Stored entries:
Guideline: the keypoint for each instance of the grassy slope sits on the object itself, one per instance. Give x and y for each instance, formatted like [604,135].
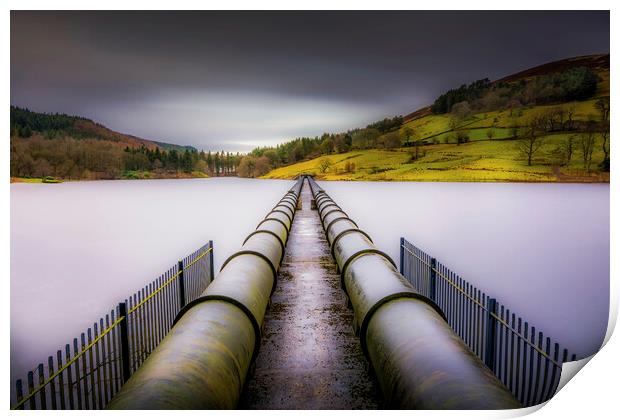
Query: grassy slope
[478,160]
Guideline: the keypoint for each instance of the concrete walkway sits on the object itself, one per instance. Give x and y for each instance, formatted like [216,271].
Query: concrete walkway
[309,357]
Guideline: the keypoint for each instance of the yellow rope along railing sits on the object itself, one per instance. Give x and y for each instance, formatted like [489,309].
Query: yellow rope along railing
[105,332]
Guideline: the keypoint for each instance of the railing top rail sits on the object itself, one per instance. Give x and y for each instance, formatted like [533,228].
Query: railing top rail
[103,333]
[482,306]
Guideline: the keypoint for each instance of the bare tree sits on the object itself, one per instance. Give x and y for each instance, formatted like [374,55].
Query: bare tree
[603,107]
[324,164]
[532,140]
[407,133]
[586,143]
[570,116]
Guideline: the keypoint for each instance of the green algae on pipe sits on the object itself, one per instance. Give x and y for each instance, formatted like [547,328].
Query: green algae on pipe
[200,364]
[419,361]
[424,365]
[203,361]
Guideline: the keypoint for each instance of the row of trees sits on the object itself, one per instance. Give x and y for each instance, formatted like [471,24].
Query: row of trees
[383,133]
[583,141]
[69,158]
[571,85]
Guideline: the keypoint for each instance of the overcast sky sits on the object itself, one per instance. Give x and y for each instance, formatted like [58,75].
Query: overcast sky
[236,80]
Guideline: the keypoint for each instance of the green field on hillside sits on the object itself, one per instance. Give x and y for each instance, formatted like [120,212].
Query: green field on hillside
[484,160]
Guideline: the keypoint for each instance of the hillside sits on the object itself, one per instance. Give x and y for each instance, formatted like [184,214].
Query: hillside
[486,142]
[24,121]
[58,146]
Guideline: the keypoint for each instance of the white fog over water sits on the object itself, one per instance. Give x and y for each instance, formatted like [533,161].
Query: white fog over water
[77,248]
[542,250]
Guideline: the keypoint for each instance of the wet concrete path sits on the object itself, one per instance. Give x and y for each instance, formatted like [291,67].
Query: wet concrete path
[309,357]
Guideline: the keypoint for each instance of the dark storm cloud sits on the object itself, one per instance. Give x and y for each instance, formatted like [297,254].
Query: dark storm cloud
[237,79]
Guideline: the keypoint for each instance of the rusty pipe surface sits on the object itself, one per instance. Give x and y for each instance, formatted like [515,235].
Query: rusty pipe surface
[419,362]
[203,361]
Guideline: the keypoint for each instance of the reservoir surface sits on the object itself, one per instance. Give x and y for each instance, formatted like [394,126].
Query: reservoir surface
[77,248]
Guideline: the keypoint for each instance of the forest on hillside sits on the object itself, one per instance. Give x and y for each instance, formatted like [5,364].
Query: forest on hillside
[70,147]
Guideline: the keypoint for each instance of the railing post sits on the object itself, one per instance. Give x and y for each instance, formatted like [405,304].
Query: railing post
[432,281]
[402,255]
[211,269]
[122,314]
[489,353]
[181,284]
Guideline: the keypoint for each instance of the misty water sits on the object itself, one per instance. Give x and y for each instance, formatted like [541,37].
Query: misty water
[78,248]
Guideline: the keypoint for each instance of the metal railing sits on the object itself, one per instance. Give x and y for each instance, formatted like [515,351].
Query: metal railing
[523,359]
[91,370]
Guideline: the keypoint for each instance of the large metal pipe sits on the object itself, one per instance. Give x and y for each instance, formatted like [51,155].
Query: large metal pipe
[203,361]
[419,362]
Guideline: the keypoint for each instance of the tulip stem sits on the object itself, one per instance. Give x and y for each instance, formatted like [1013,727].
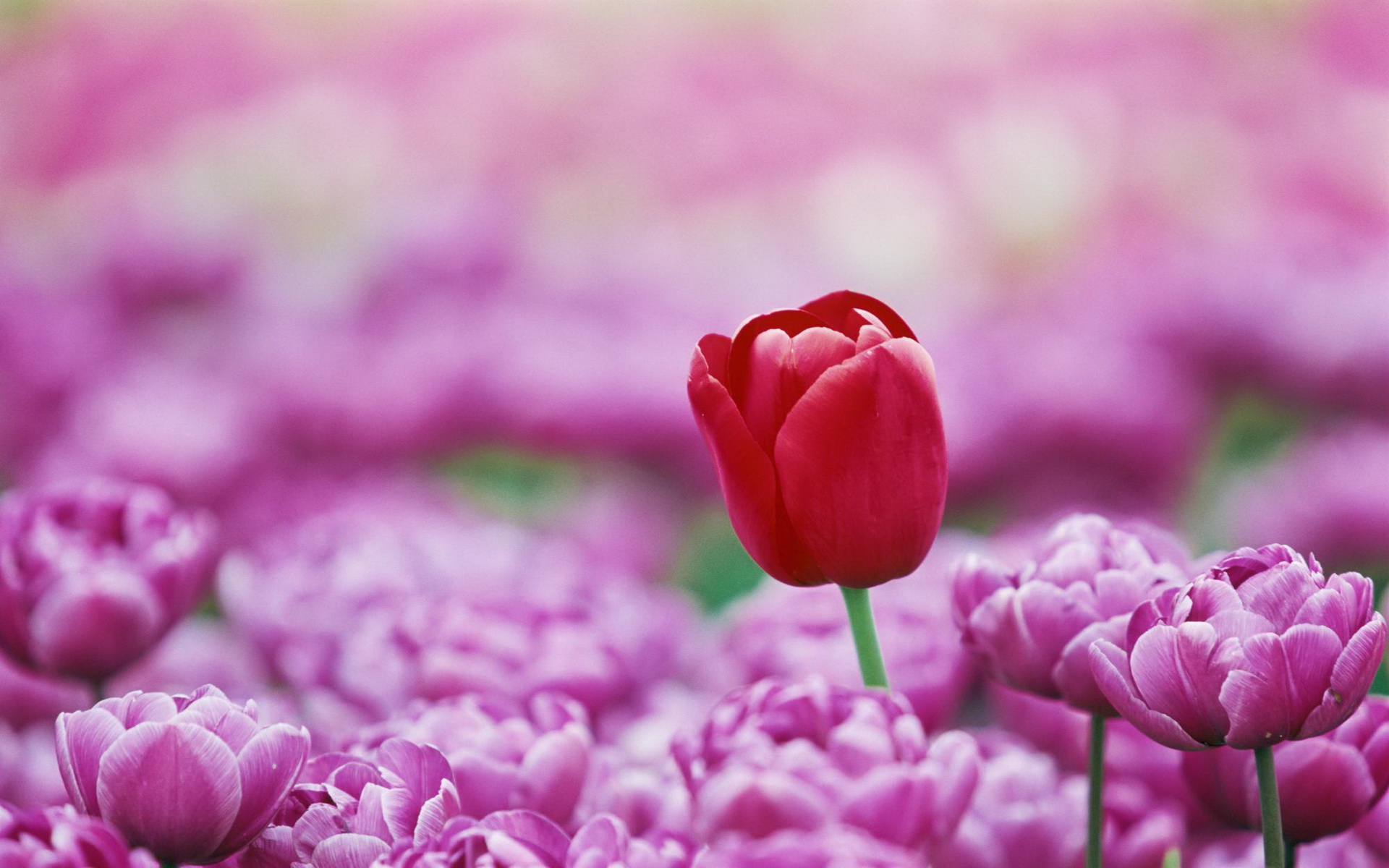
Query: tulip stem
[866,637]
[1095,830]
[1273,818]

Your task –
Exclude the pictures and transcribe all of the entries exactly.

Exercise solution –
Guideline: the keypoint for each instance of the grassy slope sits on the object itself, one per instance. Give x and y for each instance, formatted like [604,135].
Query: grassy slope
[478,160]
Guideline: the keypoint for each instance of the concrete walkway sits on the object itself, one per instance. Give x and y for each instance, formatted like [216,271].
Query: concrete walkway
[309,357]
Guideline: the keypoint for each instance of the yellow rope along railing sits on the object itself, one per instance. Give x and y for each instance, formatted like [489,309].
Query: yellow rope along railing
[105,332]
Guideline: the keypoint for each instance of the railing top rail sits on the object itself, one per instance. Give x and y for each instance, formatted like [533,228].
Query: railing top rail
[103,333]
[482,306]
Guideline: the keypoint for each instance of the bare tree sits on the object itself, one per instance. Give x and y for each instance, formatted like [374,55].
Query: bare tree
[603,107]
[324,164]
[532,140]
[407,133]
[586,143]
[570,116]
Guideline: the keypoint for each instance of the green algae on pipe sits on the object itself, one per instance. Give x and y for each instance, formatted like [547,328].
Query: green algae on pipe
[200,364]
[419,361]
[424,365]
[203,361]
Guideline: the keypoint for each instance of the row of trees sits on the object itself, one per instance. Give x and y for each instance, formatted like [471,24].
Query: row of trees
[383,133]
[583,141]
[69,158]
[571,85]
Guideline: the keypoint for each instance of the overcast sky sits on the object itself, one per instance. Give x and y for each instance, formatted like [58,75].
Query: overcast sky
[236,80]
Guideline: the keypoint for each instance of the green field on hillside sits on the object itself, one per instance. Give x and y for each instance, formatted like [120,212].
Query: green field on hillside
[484,160]
Guideline: the keypoint for each instance of the hillside sits on the object itself, one per instance. Give x and y for each instance, formatted like [184,214].
Query: hillside
[486,142]
[24,121]
[58,146]
Guideline: the keypoint for each instance of the white fog over water sits on the object itself, one per instance. Give x and y for each instance, formatted like [533,161].
Query: white fog over water
[77,248]
[542,250]
Guideline: the keypoint for each instance of the wet concrete path sits on the object itself, one per instance. Give x and y for each instance, formatted like [291,67].
Query: wet concrete path
[309,357]
Guideline: the keypoint for each instance of the dark storm cloud sits on the object itself, one per instance. Give x and y for each instance, formatted like [297,254].
Query: dark storm cloud
[237,79]
Guideline: the keypoint for each instance of the rusty pipe surface sits on the object itself, one per instance. Give x and y for each instance, formatted like [515,235].
Query: rusty pipe surface
[419,362]
[203,361]
Guideline: the keypoint for each instance of the reservoir surface sits on the object itself, one per instance. Give x and y for each instance, formatted like [394,126].
Query: reservoir surface
[77,248]
Guideline: the keypoint for each instance of the forest on hillside sits on the object itself, one per instance. Give x and y for each instance, formatted like [5,364].
Query: forest on hillside
[70,147]
Guideline: the keypoint for each instance of the railing post sits on the object itself, one per instance. Give x and y for each instance, formatted like [405,304].
Query: railing post
[432,281]
[402,255]
[211,269]
[122,314]
[489,353]
[181,284]
Guideline: the keypoint for each instance of the misty water sits on the object itself, one per instance. Give x and y for each instance, formatted like [541,37].
Query: misty water
[78,248]
Guideline: the keypoint for each instance of the metal railing sits on the object itself, one per instance. Give x and y for each instance, formatted like [515,351].
Query: metal railing
[523,359]
[91,370]
Guideline: the keypoint for each instance of the large metal pipe sits on the object itself, one per instance. Give x and y for each instance, formatted like [51,155].
Query: large metal pipe
[203,361]
[419,362]
Guideline: the keypoint for each instance of the tulip stem sits on the object itself, one per instance. Give x and y for each instance, formatted like [1013,727].
Query: tulip stem
[866,637]
[1095,830]
[1273,818]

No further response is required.